* **Exercise requirements**: Leave out the pictures and set down exactly the lines from the start of the listing through the one with "An instance may", both included.
== Data for processing ==
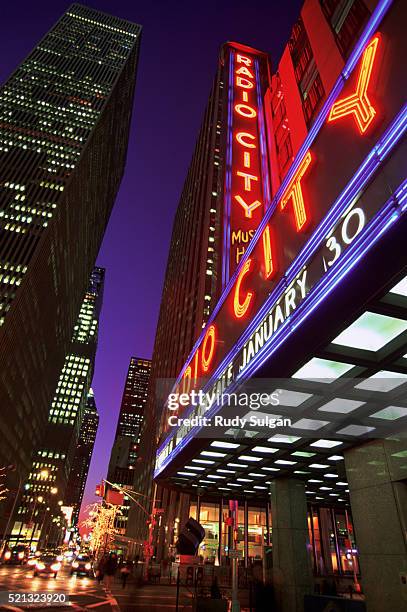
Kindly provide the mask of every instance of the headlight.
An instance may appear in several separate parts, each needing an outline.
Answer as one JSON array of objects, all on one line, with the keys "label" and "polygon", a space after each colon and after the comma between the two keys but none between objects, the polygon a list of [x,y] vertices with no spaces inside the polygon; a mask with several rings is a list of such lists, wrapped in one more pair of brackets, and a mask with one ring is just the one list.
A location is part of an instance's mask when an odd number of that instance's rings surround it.
[{"label": "headlight", "polygon": [[41,561],[40,561],[40,562],[38,562],[38,563],[36,564],[36,566],[35,566],[35,567],[36,567],[38,570],[43,570],[43,569],[45,569],[45,565],[44,565],[44,563],[41,563]]},{"label": "headlight", "polygon": [[62,555],[58,555],[57,561],[63,561],[64,557]]},{"label": "headlight", "polygon": [[35,565],[37,562],[35,559],[28,559],[28,565]]},{"label": "headlight", "polygon": [[58,572],[61,569],[61,564],[60,563],[53,563],[51,565],[51,569],[53,572]]},{"label": "headlight", "polygon": [[11,552],[8,550],[6,553],[4,553],[4,558],[6,561],[8,561],[11,557]]},{"label": "headlight", "polygon": [[91,567],[92,567],[92,566],[91,566],[91,564],[90,564],[90,563],[87,563],[87,564],[85,565],[85,569],[90,569]]},{"label": "headlight", "polygon": [[72,563],[72,567],[74,567],[74,568],[79,567],[79,563],[78,563],[77,561],[74,561],[74,562]]},{"label": "headlight", "polygon": [[19,552],[18,553],[18,558],[19,559],[24,559],[24,553],[23,552]]},{"label": "headlight", "polygon": [[36,557],[39,557],[39,556],[40,556],[40,554],[41,554],[41,553],[40,553],[40,551],[39,551],[39,550],[36,550],[36,551],[35,551],[35,556],[36,556]]}]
===
* **Response to this task**:
Kindly provide the mask of every instance of the headlight.
An instance may appear in several separate parts, each needing an outline.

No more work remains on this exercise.